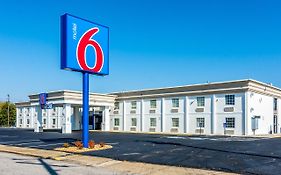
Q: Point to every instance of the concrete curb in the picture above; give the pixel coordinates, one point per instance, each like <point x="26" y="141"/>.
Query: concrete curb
<point x="114" y="165"/>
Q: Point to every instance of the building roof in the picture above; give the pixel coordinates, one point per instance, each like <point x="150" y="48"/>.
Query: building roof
<point x="206" y="88"/>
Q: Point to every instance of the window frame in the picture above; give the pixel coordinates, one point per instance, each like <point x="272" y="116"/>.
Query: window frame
<point x="151" y="122"/>
<point x="133" y="105"/>
<point x="116" y="119"/>
<point x="132" y="122"/>
<point x="228" y="100"/>
<point x="199" y="122"/>
<point x="116" y="107"/>
<point x="151" y="104"/>
<point x="175" y="102"/>
<point x="202" y="103"/>
<point x="175" y="124"/>
<point x="230" y="125"/>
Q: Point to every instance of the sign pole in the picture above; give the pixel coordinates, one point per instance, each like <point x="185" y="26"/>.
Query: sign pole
<point x="85" y="133"/>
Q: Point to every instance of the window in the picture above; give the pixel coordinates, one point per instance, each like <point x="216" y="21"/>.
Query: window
<point x="152" y="103"/>
<point x="230" y="122"/>
<point x="116" y="122"/>
<point x="200" y="101"/>
<point x="152" y="122"/>
<point x="133" y="105"/>
<point x="116" y="105"/>
<point x="275" y="104"/>
<point x="230" y="99"/>
<point x="175" y="122"/>
<point x="200" y="122"/>
<point x="134" y="121"/>
<point x="175" y="103"/>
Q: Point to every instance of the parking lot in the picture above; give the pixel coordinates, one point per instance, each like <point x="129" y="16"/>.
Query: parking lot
<point x="233" y="154"/>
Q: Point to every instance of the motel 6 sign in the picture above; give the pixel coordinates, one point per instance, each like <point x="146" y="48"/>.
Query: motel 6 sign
<point x="84" y="46"/>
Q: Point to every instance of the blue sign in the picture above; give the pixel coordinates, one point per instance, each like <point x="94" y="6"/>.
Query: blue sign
<point x="43" y="99"/>
<point x="84" y="46"/>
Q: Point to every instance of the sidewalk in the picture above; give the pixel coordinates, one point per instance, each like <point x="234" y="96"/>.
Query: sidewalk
<point x="114" y="165"/>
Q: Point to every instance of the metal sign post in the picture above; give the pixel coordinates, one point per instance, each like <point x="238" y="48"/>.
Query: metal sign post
<point x="85" y="134"/>
<point x="76" y="36"/>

——

▸ PROBLEM TO WORK ON: Can you give every line of the records above as a JSON list of strings, one string per line, with blank lines and the pictures left out?

▸ ANSWER FOR THE TASK:
[
  "Q: Point to every instance of the concrete curb in the picture above; give the pixel coordinates, one point per instance, each like <point x=\"26\" y=\"141\"/>.",
  "Query: concrete curb",
  "<point x=\"114\" y=\"165\"/>",
  "Q: Point to every instance of the building roof in the picture above; give the pixel coordinates, one point per instance, each like <point x=\"150\" y=\"48\"/>.",
  "Query: building roof",
  "<point x=\"206\" y=\"88\"/>",
  "Q: Point to every instance of the window frame in the picture above; give the pixel coordinates, one point per instance, each like <point x=\"272\" y=\"116\"/>.",
  "Query: window frame",
  "<point x=\"151\" y=\"122\"/>",
  "<point x=\"133\" y=\"105\"/>",
  "<point x=\"116\" y=\"119\"/>",
  "<point x=\"132\" y=\"122\"/>",
  "<point x=\"228\" y=\"100\"/>",
  "<point x=\"199\" y=\"122\"/>",
  "<point x=\"116\" y=\"107\"/>",
  "<point x=\"151\" y=\"104\"/>",
  "<point x=\"175\" y=\"102\"/>",
  "<point x=\"202\" y=\"103\"/>",
  "<point x=\"175\" y=\"124\"/>",
  "<point x=\"230\" y=\"125\"/>",
  "Q: Point to every instance of the sign pole in the picture above; give the pixel coordinates, one point per instance, each like <point x=\"185\" y=\"26\"/>.",
  "Query: sign pole",
  "<point x=\"85\" y=\"133\"/>",
  "Q: Point to every instance of the window in the picture above; give the pixel coordinates, one point per instance, each like <point x=\"216\" y=\"21\"/>.",
  "Query: window",
  "<point x=\"152\" y=\"103\"/>",
  "<point x=\"230\" y=\"122\"/>",
  "<point x=\"116\" y=\"122\"/>",
  "<point x=\"200\" y=\"101\"/>",
  "<point x=\"152\" y=\"122\"/>",
  "<point x=\"133\" y=\"105\"/>",
  "<point x=\"116\" y=\"105\"/>",
  "<point x=\"275\" y=\"104\"/>",
  "<point x=\"230\" y=\"99\"/>",
  "<point x=\"175\" y=\"122\"/>",
  "<point x=\"200\" y=\"122\"/>",
  "<point x=\"134\" y=\"121\"/>",
  "<point x=\"175\" y=\"103\"/>",
  "Q: Point to every instance of the parking lot in the picture above; give the pixel coordinates, one point per instance, each like <point x=\"129\" y=\"16\"/>.",
  "Query: parking lot",
  "<point x=\"233\" y=\"154\"/>",
  "Q: Point to every instance of the motel 6 sign in the picture above; give the pixel coordinates, one point per instance, each like <point x=\"146\" y=\"48\"/>.",
  "Query: motel 6 sign",
  "<point x=\"84\" y=\"46\"/>",
  "Q: Point to every instance of the blue sign in the picture above; give the pixel coordinates, one point per instance, each like <point x=\"94\" y=\"6\"/>.",
  "Query: blue sign",
  "<point x=\"43\" y=\"99\"/>",
  "<point x=\"84\" y=\"46\"/>",
  "Q: Point to every instance of the sidewalk in the picture above; give the pixel coordinates, one point per instance, each like <point x=\"234\" y=\"96\"/>.",
  "Query: sidewalk",
  "<point x=\"114\" y=\"165\"/>",
  "Q: Point to every instance of the metal sign post in the picture above; give the pixel coordinates, one point per instance, each like <point x=\"238\" y=\"48\"/>.",
  "Query: metal sign post",
  "<point x=\"85\" y=\"134\"/>",
  "<point x=\"76\" y=\"36\"/>"
]